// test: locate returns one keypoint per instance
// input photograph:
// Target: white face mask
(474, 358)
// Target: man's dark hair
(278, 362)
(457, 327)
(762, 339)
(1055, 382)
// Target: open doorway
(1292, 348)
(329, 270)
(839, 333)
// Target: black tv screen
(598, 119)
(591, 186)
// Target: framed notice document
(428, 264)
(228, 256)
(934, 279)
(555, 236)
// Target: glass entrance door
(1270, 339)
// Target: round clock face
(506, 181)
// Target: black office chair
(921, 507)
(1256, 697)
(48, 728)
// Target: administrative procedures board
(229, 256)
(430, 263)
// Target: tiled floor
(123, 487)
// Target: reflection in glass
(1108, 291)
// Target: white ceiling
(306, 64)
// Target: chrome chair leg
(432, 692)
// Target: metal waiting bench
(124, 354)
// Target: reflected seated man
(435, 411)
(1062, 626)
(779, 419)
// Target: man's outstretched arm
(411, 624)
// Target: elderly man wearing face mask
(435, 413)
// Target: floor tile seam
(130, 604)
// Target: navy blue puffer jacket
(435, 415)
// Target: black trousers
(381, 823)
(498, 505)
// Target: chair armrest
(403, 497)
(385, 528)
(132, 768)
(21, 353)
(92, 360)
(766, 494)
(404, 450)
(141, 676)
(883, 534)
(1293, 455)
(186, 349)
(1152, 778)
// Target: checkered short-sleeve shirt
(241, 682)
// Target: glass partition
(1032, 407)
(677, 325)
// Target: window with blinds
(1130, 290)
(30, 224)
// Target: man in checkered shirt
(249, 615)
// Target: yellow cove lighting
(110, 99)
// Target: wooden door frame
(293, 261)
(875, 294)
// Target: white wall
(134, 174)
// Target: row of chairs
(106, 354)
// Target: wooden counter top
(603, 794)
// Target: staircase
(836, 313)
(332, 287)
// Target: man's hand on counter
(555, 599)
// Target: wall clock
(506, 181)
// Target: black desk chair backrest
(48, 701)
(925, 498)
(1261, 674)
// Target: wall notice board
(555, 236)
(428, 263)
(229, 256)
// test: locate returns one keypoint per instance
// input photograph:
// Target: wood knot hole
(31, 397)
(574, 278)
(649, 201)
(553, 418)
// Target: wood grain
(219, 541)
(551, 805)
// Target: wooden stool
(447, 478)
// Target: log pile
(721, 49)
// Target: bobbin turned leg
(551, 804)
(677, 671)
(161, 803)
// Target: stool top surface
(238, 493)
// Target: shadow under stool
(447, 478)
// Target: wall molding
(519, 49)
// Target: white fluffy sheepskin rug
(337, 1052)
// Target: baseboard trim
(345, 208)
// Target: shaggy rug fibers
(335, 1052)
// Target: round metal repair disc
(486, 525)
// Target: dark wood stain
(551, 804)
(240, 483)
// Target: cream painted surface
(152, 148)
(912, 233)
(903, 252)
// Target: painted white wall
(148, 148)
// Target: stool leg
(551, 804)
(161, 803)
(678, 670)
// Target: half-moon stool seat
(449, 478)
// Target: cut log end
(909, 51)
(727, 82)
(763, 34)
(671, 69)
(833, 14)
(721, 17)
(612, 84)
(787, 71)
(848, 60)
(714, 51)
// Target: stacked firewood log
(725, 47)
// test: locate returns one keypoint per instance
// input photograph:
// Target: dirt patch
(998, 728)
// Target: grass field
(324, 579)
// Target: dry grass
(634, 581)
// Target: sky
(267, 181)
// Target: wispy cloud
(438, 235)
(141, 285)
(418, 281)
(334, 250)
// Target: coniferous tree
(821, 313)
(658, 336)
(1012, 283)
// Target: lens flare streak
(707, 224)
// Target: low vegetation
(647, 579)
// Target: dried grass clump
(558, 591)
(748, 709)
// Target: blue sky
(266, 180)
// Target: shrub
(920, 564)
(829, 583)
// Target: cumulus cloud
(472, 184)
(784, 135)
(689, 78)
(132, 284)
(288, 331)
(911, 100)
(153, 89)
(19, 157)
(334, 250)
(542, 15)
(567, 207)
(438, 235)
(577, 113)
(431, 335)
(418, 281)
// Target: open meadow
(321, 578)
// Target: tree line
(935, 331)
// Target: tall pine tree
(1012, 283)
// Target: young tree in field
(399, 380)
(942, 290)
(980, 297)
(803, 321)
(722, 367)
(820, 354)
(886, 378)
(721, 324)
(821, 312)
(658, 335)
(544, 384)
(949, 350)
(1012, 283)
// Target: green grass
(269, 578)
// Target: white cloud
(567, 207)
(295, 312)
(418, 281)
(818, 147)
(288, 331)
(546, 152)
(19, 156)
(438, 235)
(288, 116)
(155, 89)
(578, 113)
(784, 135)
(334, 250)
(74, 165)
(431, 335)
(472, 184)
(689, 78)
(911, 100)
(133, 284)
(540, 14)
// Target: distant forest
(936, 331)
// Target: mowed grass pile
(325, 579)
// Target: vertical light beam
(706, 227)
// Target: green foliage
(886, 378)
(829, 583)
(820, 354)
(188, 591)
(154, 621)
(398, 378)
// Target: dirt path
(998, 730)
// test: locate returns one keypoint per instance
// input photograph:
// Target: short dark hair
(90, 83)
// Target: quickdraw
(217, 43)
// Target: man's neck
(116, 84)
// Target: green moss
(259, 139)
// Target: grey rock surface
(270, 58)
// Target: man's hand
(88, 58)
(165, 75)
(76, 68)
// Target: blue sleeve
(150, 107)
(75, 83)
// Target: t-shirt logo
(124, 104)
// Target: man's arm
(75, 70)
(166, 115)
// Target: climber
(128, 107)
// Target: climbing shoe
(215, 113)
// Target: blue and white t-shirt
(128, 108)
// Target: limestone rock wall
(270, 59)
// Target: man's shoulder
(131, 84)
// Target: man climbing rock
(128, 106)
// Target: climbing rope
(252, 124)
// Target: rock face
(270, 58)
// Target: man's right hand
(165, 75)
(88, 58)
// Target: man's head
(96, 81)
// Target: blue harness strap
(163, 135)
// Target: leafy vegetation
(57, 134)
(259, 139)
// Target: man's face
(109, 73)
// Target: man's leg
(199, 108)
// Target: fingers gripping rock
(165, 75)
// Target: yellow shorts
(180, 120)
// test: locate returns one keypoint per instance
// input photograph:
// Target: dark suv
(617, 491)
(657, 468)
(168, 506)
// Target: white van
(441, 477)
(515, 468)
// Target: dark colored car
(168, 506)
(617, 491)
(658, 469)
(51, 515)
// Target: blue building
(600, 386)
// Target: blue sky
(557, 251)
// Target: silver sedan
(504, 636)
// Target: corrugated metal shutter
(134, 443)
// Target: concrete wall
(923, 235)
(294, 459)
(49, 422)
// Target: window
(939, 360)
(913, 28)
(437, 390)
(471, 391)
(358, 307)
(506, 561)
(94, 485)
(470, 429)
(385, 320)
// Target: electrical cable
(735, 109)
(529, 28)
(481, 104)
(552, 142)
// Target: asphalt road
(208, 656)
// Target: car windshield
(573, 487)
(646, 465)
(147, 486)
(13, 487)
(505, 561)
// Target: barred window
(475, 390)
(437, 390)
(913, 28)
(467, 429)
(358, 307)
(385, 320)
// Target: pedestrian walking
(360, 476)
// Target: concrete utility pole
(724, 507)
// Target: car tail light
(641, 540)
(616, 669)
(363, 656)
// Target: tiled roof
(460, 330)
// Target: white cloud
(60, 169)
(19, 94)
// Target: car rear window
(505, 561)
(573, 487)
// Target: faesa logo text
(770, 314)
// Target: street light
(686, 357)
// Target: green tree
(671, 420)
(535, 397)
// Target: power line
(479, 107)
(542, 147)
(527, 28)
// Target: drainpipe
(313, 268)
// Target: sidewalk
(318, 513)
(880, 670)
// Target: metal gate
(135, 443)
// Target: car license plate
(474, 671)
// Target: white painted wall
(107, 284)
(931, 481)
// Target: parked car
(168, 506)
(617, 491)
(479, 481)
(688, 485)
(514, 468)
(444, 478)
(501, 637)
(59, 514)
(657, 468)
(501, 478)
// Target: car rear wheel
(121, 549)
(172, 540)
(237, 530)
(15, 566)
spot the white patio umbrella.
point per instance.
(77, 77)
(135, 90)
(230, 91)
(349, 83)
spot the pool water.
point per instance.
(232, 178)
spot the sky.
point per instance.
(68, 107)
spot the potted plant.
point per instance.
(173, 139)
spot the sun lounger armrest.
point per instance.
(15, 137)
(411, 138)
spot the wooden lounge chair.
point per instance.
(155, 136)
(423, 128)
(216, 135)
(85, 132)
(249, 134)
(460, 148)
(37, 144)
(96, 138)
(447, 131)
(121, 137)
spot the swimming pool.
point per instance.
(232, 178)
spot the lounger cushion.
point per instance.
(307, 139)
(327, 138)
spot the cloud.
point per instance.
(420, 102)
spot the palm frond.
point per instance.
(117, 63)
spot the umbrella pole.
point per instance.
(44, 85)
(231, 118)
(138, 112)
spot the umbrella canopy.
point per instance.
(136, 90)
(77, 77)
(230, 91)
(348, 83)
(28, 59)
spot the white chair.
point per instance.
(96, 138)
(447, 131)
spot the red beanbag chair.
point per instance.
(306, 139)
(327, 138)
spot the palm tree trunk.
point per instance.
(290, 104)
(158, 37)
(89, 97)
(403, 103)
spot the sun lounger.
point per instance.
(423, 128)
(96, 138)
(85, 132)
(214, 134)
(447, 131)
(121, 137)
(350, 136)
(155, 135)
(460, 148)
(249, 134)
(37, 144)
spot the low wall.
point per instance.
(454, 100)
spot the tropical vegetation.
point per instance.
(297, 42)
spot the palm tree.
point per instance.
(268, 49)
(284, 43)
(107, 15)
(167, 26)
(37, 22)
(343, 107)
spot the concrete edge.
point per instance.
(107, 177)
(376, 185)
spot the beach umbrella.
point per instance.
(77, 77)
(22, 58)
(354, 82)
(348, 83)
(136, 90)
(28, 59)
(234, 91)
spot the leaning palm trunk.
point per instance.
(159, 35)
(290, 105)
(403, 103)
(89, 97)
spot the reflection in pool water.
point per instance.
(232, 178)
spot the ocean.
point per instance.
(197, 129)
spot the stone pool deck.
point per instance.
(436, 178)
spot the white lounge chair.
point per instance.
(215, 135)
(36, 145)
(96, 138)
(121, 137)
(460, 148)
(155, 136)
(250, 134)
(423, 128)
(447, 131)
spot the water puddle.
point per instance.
........
**INSTRUCTIONS FOR THE TASK**: Copy, from the material, each line that holds the string "pool".

**YOUR SOLUTION**:
spot the pool water.
spot the swimming pool.
spot the reflection in pool water.
spot the stone pool deck.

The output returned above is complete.